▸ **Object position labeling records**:
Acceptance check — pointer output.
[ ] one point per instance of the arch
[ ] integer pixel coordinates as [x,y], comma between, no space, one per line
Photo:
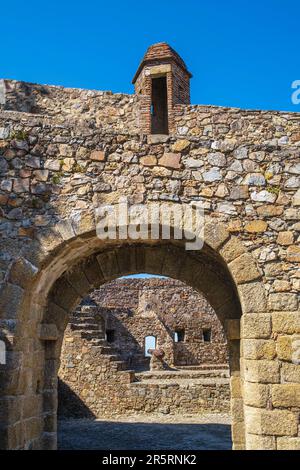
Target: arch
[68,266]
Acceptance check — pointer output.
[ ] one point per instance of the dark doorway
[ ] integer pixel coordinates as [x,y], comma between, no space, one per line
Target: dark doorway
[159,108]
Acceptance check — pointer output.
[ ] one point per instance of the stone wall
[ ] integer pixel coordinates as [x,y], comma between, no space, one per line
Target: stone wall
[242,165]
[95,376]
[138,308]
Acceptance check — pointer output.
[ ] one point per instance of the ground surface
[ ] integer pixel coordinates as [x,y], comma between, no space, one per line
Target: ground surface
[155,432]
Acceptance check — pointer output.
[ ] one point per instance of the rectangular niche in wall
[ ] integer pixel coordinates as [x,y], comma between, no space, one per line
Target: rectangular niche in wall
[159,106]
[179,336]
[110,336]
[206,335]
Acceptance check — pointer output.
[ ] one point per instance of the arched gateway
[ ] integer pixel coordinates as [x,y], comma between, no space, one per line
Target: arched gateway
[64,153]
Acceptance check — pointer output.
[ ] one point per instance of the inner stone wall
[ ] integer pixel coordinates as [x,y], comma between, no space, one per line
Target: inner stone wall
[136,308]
==
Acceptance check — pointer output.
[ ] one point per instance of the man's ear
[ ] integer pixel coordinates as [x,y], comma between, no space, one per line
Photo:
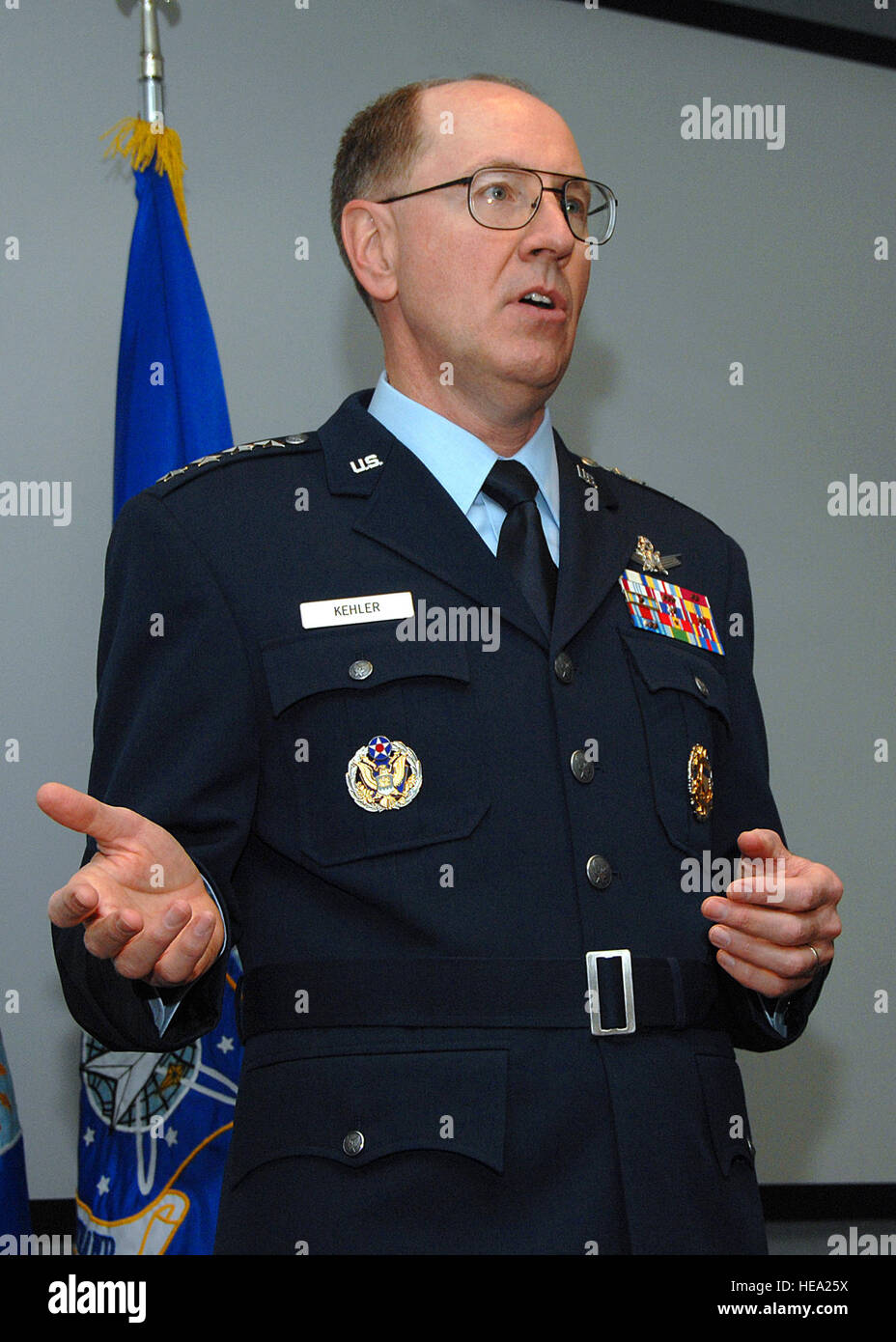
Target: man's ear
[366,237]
==
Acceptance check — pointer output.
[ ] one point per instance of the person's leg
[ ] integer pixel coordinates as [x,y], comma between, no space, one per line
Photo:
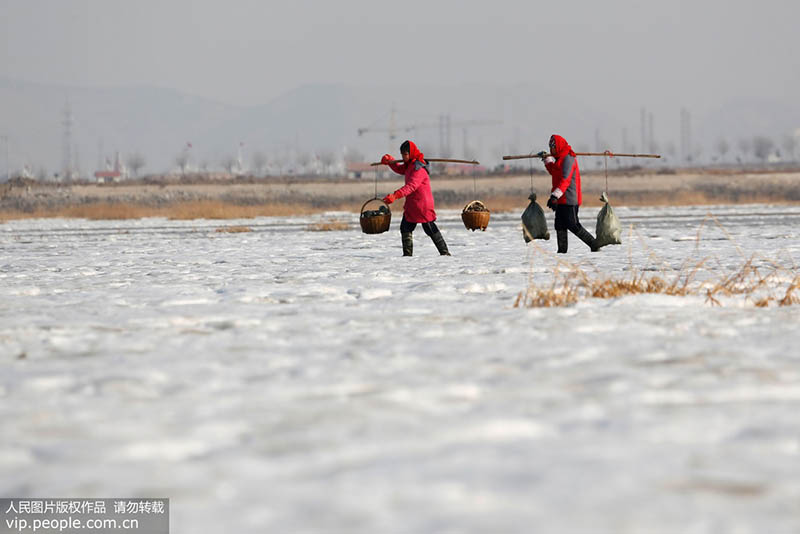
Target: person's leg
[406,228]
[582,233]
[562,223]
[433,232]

▸ **EXERCISE DIRECTIONS**: Return every line of the records above that contains the string "inner", copying each line in full.

▸ **TASK OUTPUT**:
[ ] one point per instance of the inner stone wall
Target: inner stone wall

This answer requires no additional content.